- [To-do list]:
1. Rewrite the rows that run from the line containing "We need ground-truth boxes for park" through the end of the rows, both included. Replace "dataset" with "image collection", change nothing else, and return only those rows.
2. Pick up the passage on early schooling in Tilsworth after its final sentence and carry it forward.

======== Excerpted passage

In 1818 a Select Committee was established to enquire into educational provision for the poor. This was no doubt prompted, in part, by the recent foundation of two societies promoting education and specifically the building of schools. The Society for Promoting the Lancasterian System for the Education of the Poor was established in 1808 promoting schools run along the lines pioneered by Joseph Lancaster, who had himself copied those of Dr.Andrew Bell, in which older children taught their younger fellows. The Society was renamed the British and Foreign School Society in 1814,. It was supported by a number of prominent nonconformists, Lancaster himself was a Quaker, and sought to teach a non-sectarian curriculum. In answer to this perceived nonconformist takeover of local education the National Society was firmed in 1811 to encourage the teaching of poor children along Anglican lines, including the catechism. The Select Committee sent a questionnaire to all parishes in the country asking for: particulars relating to endowments for the education of children; other educational institutions; observations of parish needs etc. The return for Tilsworth stated that there was no endowment or school simply that: "The poor are desirous of possessing the means of education".
In the country generally the number of schools built continued to grow over the next fifteen years so that by 1833 the government agreed to supplement the work of the two societies, and local benefactors, by making £20,000 per annum available in grants to help build schools. It also prompted another questionnaire to be sent to each parish in England asking for details of local educational provision. The response from Tilsworth stated that there was now a daily school "in which 14 males and 18 females are taught to read and make straw-plait, at the expense of their parents". Sources of this period elsewhere express annoyance with and contempt for these plait schools, implying that all they really did was teach plaiting, the plait being sold to the hat makers in Luton. Whether this was true of Tilsworth plait school it is impossible to say. Tilsworth also had a Sunday School which had opened in 1824 and taught 31 males and 32 females, supporte by subscription. At this date Sunday Schools were just that, schools which met on a Sunday at which subjects such as readin gand writing would be taught along with the religious instruction which remains their sole purpose today. The Sunday School probably met in a room on the site of the current Church House.

================
======== Records supplied

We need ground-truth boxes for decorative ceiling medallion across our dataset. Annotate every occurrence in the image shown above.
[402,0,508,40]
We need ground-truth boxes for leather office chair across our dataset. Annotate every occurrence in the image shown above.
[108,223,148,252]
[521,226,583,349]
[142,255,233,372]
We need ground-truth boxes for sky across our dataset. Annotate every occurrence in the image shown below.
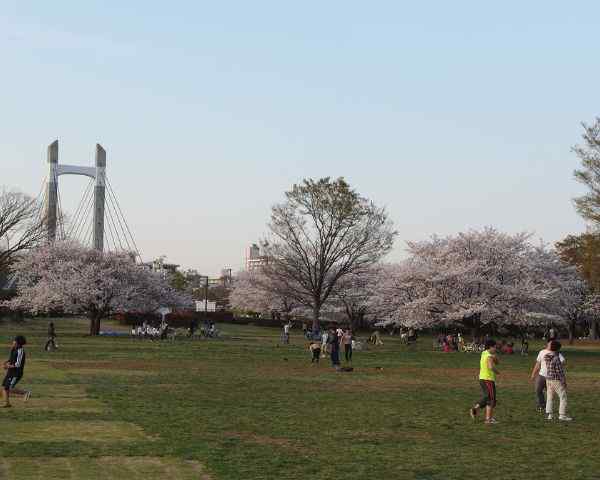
[0,0,600,275]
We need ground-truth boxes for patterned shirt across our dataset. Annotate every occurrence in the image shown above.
[544,353,565,382]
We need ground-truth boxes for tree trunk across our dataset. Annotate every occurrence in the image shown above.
[567,320,575,345]
[313,306,321,332]
[90,316,100,336]
[469,314,481,343]
[590,318,598,340]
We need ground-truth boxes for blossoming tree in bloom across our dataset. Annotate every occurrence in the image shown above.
[531,246,594,343]
[229,271,299,317]
[381,228,553,335]
[7,242,191,335]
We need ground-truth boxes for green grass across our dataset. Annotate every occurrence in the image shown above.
[0,319,600,480]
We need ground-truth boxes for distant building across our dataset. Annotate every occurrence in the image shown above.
[143,257,179,278]
[246,243,268,272]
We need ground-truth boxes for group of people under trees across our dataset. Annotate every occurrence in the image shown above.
[131,318,218,340]
[469,339,573,424]
[308,328,360,370]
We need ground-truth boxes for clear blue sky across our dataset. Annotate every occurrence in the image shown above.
[0,0,600,273]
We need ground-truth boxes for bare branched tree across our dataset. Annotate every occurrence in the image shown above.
[263,178,396,329]
[573,117,600,226]
[0,188,46,272]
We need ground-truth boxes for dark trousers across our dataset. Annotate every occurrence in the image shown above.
[344,343,352,362]
[535,375,546,408]
[477,380,496,408]
[310,348,321,363]
[44,337,56,351]
[331,349,340,367]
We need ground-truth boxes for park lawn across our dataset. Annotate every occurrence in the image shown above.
[0,319,600,480]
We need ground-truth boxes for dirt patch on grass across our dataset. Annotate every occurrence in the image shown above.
[223,432,308,452]
[15,397,106,413]
[0,420,151,443]
[50,360,165,371]
[0,456,212,480]
[350,430,432,442]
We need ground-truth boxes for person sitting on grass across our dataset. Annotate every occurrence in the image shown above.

================

- [The responses]:
1.
We need ground-truth boxes for park lawn across our image collection. Annotate every occurrence in the image shown above.
[0,319,600,480]
We need ground-truth boxes for dirt patch on grass across our image collection. Annotate every occurrence in the image shown above.
[223,432,308,452]
[15,397,106,413]
[0,420,151,443]
[50,360,165,371]
[0,456,212,480]
[350,430,432,442]
We need ground-truth boxes for person sitting on grass across our image collection. Annotate every occurrence in the image shown above.

2.
The next national enquiry was in 1846/7 when the Church of England made an enquiry as to all its church schools. This was against the background of a new Whig government which championed secular education and the increasing importance of nonconformists, particularly Wesleyan Methodist, and Roman Catholics in providing schools. The Tilsworth return stated simply: "A Sunday school has been recently established in this parish"; it is not clear if twenty years or so previously could be regarded as recent or whether that school had failed and another one started.
Tilsworth Infants School in the 1870s [P130/28/5/11]
The first Education Act was passed in 1870 (more correctly it was known as the Elementary Education Act). It was a milestone in the provision of education in Britain demonstrating central government's unequivocal support for education of all classes across the country. It also sought to secularise education by allowing the creation of School Boards. These were groups of representatives, elected by the local ratepayers and the Board had the powers to raise funds to form a local rate to support local education, build and run schools, pay the fees of the poorest children, make local school attendance compulsory between the ages of 5 and 13 and could even support local church schools, though in practice they replaced them, turning them into Board run schools (known as Board Schools). Naturally, and luckily for local historians, the Act required a questionnaire of local schools in 1870. The response from Tilsworth was united with that for Eggington and Stanbridge but specifically noted a school for 27 infants in Tilsworth, slightly puzzlingly it went on: "If Tilsworth School be converted into an infants' school and at once made efficient by providing a gallery and appointing a certificated teacher, the accommodation mentioned…will not be required". This simply seems to mean that the school at Tilsworth was not being run on formal lines and there was a belief that it should be. The school was on the site of the current Church House.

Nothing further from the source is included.